TASK BRIEF: Please reproduce the stretch of the passage on refinement operators from "Clearly, the saturation" through "complete refinement operator.".

Clearly, the saturation of a refinement operator w.r.t. some clausal theory \(\mathcal {B}\) is a refinement operator as well. However, it can be the case that \(\rho \) is complete whereas its saturation is not. As we will show next, this is not a problem for completeness w.r.t. the given theory \(\mathcal {B}\) in the sense that saturations of all clauses from the given class \(\mathcal {C}\) are guaranteed to be eventually constructed by the combined operator, when \(\rho \) is a complete refinement operator.

GIVEN DATA:
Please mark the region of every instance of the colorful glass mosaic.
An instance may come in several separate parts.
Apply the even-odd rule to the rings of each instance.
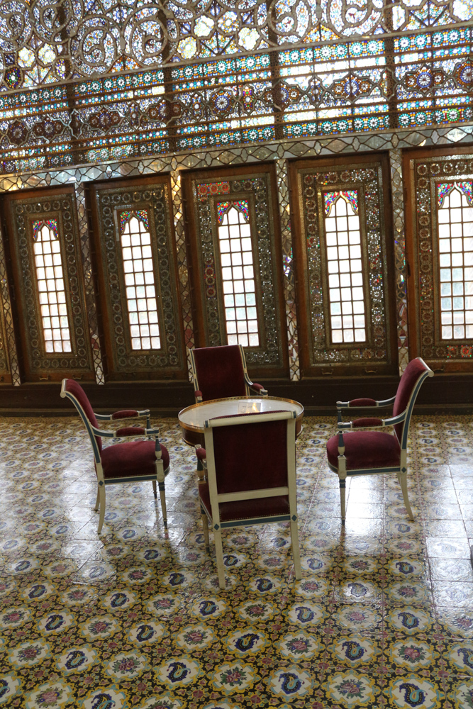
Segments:
[[[340,190],[338,192],[324,192],[323,201],[325,216],[330,216],[332,207],[339,197],[343,197],[347,204],[351,204],[355,214],[358,213],[358,192],[355,189]]]
[[[127,209],[123,212],[120,213],[120,233],[123,234],[125,230],[125,227],[128,222],[130,221],[133,216],[135,216],[137,219],[143,222],[143,225],[147,231],[150,230],[150,223],[148,221],[148,210],[147,209]]]

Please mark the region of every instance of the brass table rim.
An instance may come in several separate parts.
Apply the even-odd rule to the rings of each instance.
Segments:
[[[297,415],[299,419],[301,416],[304,415],[304,406],[299,401],[295,401],[294,399],[286,399],[284,396],[258,396],[257,395],[254,396],[224,396],[219,399],[209,399],[208,401],[198,401],[196,403],[191,404],[190,406],[186,406],[185,408],[182,409],[177,414],[177,419],[179,423],[181,428],[184,428],[187,431],[195,431],[199,433],[204,433],[205,428],[204,426],[191,426],[189,423],[183,423],[181,420],[181,414],[184,413],[185,411],[189,411],[190,408],[197,408],[199,406],[205,406],[208,403],[216,403],[217,401],[245,401],[248,399],[259,399],[260,401],[286,401],[287,403],[293,403],[296,406],[300,406],[302,411]]]

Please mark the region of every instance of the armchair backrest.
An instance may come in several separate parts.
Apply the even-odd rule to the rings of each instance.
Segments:
[[[213,492],[267,490],[293,482],[295,494],[296,420],[291,411],[213,418],[206,422],[205,439],[211,501]]]
[[[91,428],[91,425],[95,428],[98,428],[99,426],[87,395],[81,385],[74,379],[62,379],[61,396],[69,399],[77,409],[90,436],[96,462],[98,462],[100,460],[100,452],[102,450],[102,440],[100,436],[94,436]]]
[[[245,354],[240,345],[190,350],[195,391],[202,401],[245,396]]]
[[[407,410],[405,420],[394,426],[394,431],[401,448],[407,447],[409,424],[416,399],[424,379],[428,376],[433,376],[433,372],[423,359],[416,357],[411,360],[401,377],[393,406],[393,416],[397,416]]]

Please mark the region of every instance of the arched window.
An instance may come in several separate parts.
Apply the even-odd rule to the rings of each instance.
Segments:
[[[228,345],[260,345],[251,228],[247,199],[217,203]]]
[[[442,340],[473,337],[473,183],[438,186]]]
[[[323,201],[332,342],[363,342],[367,337],[358,192],[325,192]]]
[[[71,336],[57,220],[33,222],[33,238],[45,350],[69,352]]]
[[[160,350],[148,211],[121,212],[120,235],[132,350]]]

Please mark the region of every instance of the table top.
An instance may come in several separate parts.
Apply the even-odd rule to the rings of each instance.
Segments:
[[[304,406],[299,401],[278,396],[233,396],[194,403],[179,411],[178,418],[182,428],[204,432],[205,422],[216,416],[266,411],[295,411],[300,420],[304,415]]]

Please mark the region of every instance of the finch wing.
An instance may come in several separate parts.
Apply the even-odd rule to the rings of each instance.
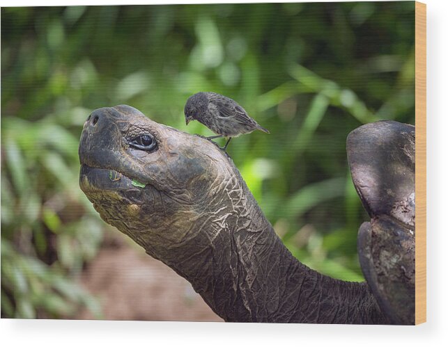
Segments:
[[[220,117],[232,118],[235,122],[245,125],[250,124],[254,127],[256,124],[245,109],[233,100],[219,99],[213,100],[213,102],[217,106]]]

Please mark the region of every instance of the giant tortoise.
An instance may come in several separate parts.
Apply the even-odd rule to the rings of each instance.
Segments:
[[[223,151],[132,107],[88,116],[79,184],[105,222],[190,281],[226,321],[413,324],[415,142],[414,127],[392,121],[348,135],[371,218],[358,233],[362,283],[299,261]]]

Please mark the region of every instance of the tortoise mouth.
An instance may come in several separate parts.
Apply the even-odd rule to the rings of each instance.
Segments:
[[[146,184],[111,169],[93,168],[81,165],[79,186],[85,193],[100,193],[105,191],[129,191],[142,189]]]

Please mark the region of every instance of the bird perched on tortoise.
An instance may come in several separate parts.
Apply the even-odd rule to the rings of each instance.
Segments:
[[[232,99],[216,92],[201,92],[190,97],[184,110],[185,123],[198,120],[211,131],[217,134],[208,140],[219,137],[229,138],[222,150],[226,150],[233,137],[261,130],[269,134],[251,118],[245,109]]]

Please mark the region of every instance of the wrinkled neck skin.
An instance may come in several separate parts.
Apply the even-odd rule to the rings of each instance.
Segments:
[[[125,233],[190,281],[226,321],[387,323],[366,283],[334,280],[293,257],[238,170],[233,164],[227,168],[217,178],[216,191],[207,192],[205,211],[187,216],[178,211],[169,230],[141,225]],[[161,198],[167,209],[176,209],[168,195]],[[194,220],[187,228],[185,218]],[[170,234],[177,242],[166,239]]]

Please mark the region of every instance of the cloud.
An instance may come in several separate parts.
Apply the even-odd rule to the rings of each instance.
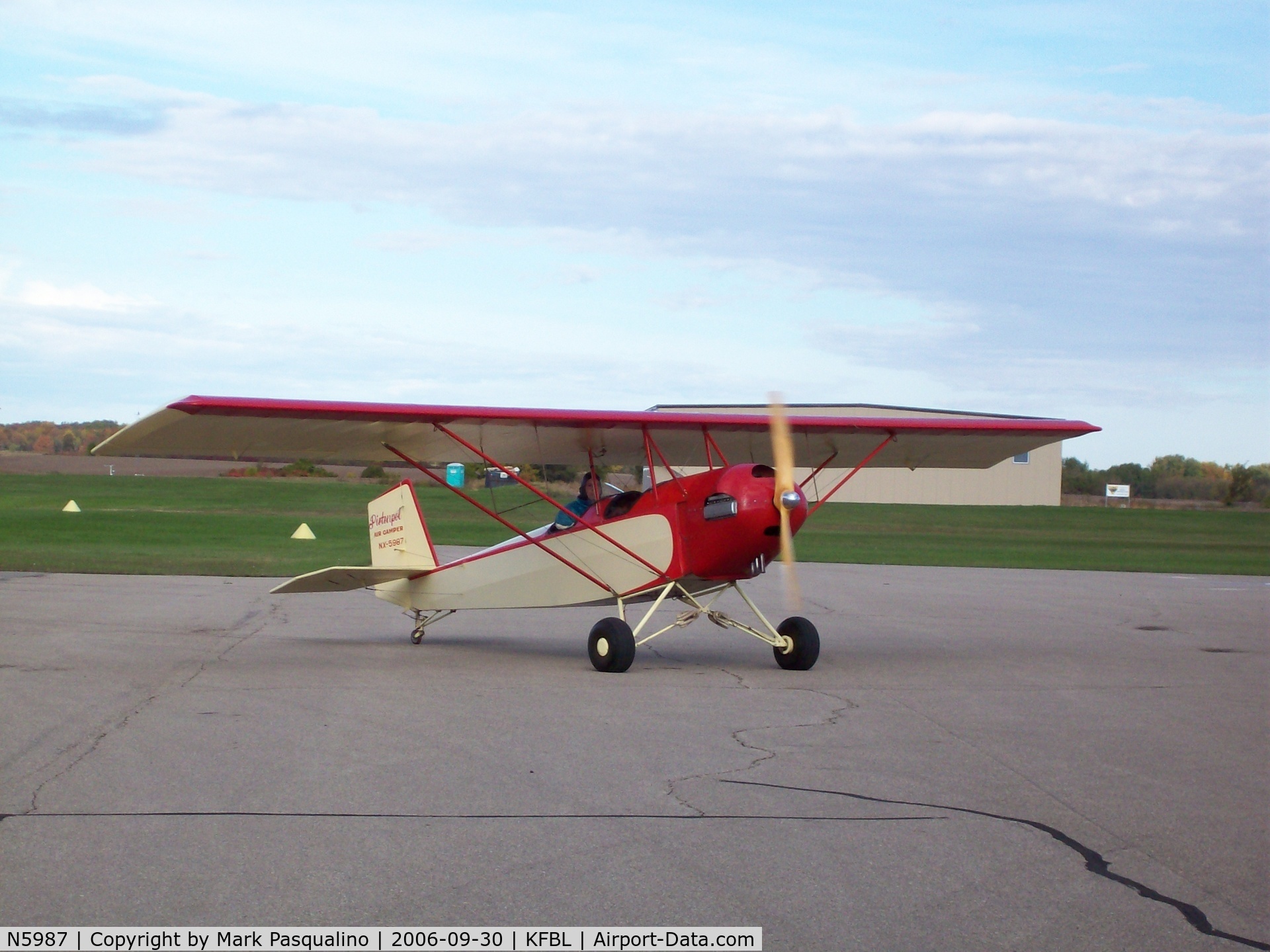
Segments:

RESPONSE TO THIS TASK:
Clearly, the saturation of a refinement operator w.r.t. some clausal theory \(\mathcal {B}\) is a refinement operator as well. However, it can be the case that \(\rho \) is complete whereas its saturation is not. As we will show next, this is not a problem for completeness w.r.t. the given theory \(\mathcal {B}\) in the sense that saturations of all clauses from the given class \(\mathcal {C}\) are guaranteed to be eventually constructed by the combined operator, when \(\rho \) is a complete refinement operator.